**What is being asked:** Arrange the records below as a two-column CSV with the columns "request" and "answer," one row per record. Put each record's text and its answer in a single quoted field, with any line breaks replaced by spaces.

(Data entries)
-.-.-
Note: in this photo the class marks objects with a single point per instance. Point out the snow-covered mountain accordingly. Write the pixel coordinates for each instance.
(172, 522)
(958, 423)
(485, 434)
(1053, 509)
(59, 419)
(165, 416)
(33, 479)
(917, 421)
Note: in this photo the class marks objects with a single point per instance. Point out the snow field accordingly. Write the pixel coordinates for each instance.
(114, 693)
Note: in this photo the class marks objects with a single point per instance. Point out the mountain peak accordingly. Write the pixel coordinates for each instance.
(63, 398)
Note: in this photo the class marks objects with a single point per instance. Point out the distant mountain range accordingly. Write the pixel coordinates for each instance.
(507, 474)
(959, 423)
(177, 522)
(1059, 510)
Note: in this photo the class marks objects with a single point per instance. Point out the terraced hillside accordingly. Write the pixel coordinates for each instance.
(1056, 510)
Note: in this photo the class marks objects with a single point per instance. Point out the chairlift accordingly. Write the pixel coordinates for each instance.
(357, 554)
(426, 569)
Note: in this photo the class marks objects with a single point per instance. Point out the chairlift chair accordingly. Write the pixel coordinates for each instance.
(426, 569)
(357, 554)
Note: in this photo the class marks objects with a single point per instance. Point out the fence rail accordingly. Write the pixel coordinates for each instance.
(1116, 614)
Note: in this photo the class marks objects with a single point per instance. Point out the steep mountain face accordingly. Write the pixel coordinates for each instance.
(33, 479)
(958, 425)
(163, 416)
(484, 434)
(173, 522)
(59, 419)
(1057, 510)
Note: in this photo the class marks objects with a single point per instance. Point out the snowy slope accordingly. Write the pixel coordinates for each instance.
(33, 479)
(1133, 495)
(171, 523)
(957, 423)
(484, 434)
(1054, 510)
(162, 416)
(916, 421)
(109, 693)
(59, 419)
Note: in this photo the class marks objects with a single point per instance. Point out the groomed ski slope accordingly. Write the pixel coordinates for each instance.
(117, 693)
-.-.-
**Answer to the problem:**
request,answer
"Note: in this photo the class marks objects with a single point per instance. Point out the snow-covered mountain accordingly. Write the pixel coordinates for each instance.","(172, 522) (958, 423) (485, 434) (1053, 509) (59, 419) (165, 416) (33, 479) (917, 421)"
"Note: in this photo the class marks objects with a single point per instance. Point out the snow field accordingly. Write the pixel coordinates for each instance.","(114, 693)"
"Note: in this photo the class marks objects with a single point per instance. Point out the mountain peak accordingly. Write the pixel coordinates for each instance.","(63, 398)"
"Note: in this photo the class marks objects with a single point per instance. Point out the distant mountain range accordingly. Write the pixel coordinates for each instance.","(507, 474) (959, 423) (177, 522) (1059, 510)"
"Note: in this photo the class marks objects with a single point per instance. Point out the terraced hillside accordingly. Write the pixel coordinates for each instance.","(1056, 510)"
"Note: in this photo the class marks objects with a single point per instance. Point out the chairlift accordingly. Write the pixel coordinates for each instance.","(357, 554) (426, 569)"
"Note: in this photo the class marks objects with a single point per instance. Point out the chairlift chair accordingly. Write the pixel coordinates for each instance.","(426, 569) (357, 554)"
"Note: in this photo the class marks objects with a single point per instance. Point out the fence rail accordingly. Write the pixel coordinates for each instance.","(1116, 614)"
"Note: in this photo the class marks objects with a single point per instance. Point out the steep mountain face accordingly. Write the pixel coordinates for each instance.","(33, 479) (958, 425) (163, 416) (484, 434) (173, 522) (59, 419) (1057, 510)"
"Note: in this photo the class marks objects with a single point per instance. Point out the snowy slope accordingly. Write the pixel coordinates for each instance.","(33, 479) (1133, 495) (171, 523) (957, 423) (484, 434) (1054, 510) (162, 416) (916, 421) (109, 693) (59, 419)"
"Note: in this photo the class marks objects with a single point per instance. Point out the groomed ski slope accordingly. Write the pixel coordinates for each instance.","(117, 693)"